(Point localization data)
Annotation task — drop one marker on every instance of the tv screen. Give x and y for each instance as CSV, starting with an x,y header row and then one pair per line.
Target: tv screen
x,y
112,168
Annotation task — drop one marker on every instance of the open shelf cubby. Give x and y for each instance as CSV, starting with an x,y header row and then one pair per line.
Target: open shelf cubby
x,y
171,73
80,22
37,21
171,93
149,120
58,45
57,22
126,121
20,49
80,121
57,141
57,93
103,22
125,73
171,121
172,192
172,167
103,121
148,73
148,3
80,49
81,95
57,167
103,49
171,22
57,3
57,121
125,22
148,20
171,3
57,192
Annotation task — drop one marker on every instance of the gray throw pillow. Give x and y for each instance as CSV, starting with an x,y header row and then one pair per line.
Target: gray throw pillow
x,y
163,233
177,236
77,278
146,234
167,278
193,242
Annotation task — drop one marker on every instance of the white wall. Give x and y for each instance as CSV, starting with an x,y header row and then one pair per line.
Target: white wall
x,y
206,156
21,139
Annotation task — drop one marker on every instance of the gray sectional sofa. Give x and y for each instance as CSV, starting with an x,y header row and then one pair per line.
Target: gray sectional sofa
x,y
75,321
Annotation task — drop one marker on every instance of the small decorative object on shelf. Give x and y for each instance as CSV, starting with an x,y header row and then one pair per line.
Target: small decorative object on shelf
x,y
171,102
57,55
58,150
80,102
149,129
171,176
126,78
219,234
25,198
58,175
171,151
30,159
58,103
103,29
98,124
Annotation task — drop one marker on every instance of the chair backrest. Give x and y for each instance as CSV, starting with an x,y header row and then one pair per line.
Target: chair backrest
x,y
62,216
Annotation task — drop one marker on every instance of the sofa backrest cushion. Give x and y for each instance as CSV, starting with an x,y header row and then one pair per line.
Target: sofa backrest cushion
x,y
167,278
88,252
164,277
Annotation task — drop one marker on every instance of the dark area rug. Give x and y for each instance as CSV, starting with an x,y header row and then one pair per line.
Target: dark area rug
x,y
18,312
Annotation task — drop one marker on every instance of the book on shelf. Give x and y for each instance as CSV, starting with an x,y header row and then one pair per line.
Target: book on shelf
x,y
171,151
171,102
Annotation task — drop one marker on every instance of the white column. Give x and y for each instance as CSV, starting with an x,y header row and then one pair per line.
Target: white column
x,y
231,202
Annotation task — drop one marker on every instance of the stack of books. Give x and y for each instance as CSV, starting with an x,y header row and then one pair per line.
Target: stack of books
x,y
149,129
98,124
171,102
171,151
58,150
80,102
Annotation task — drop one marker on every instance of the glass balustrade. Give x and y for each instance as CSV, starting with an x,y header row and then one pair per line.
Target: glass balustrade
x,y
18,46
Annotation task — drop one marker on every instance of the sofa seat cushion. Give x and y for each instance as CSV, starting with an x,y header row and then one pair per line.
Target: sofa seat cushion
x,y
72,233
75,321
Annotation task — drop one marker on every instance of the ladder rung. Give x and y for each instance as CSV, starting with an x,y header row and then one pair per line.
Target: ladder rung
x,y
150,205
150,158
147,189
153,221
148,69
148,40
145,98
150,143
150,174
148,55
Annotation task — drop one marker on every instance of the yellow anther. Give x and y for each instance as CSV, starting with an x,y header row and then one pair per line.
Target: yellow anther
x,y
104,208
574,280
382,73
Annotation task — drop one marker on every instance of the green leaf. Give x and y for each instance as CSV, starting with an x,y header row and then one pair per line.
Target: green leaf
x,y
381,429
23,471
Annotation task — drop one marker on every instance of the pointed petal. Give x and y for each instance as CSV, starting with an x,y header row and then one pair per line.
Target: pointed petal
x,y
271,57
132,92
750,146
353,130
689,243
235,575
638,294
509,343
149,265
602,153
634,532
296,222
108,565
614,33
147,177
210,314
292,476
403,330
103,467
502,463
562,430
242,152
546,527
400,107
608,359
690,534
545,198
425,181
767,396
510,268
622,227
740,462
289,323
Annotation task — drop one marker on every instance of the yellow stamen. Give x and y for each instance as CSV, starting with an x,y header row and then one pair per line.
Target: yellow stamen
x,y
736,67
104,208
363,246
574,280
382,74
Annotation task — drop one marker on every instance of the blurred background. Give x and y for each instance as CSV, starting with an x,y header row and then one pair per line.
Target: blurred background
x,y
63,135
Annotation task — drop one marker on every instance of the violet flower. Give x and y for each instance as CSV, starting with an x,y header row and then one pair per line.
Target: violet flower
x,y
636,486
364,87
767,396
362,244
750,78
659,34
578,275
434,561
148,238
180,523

## About this exercise
Return, unchanged, the run of lines above that opens with the line containing "the sofa seat" and closes with the line containing "of the green". Include both.

## Written reply
Annotation task — drop one marker on every instance of the sofa seat cushion. Give x and y for each instance as CSV, starting with an x,y header row and then one pair per line.
Target: sofa seat cushion
x,y
72,233
75,321
Annotation task — drop one marker on every instance of the ladder rung. Give x and y for each instance as CSV, starting with an x,y header row and then one pair per line.
Target: ladder rung
x,y
150,205
150,158
147,189
153,221
148,69
148,40
145,98
150,143
150,174
148,55
Annotation task — drop one marker on every instance of the yellow anther. Give x and y for each instance as CSV, starting with an x,y header row and then one pair per line.
Target: yellow anther
x,y
104,208
574,280
382,73
Annotation task — drop one marker on every instance of the green leaf. Give x and y for each instance as CSV, starting with an x,y header row and then one pair per line.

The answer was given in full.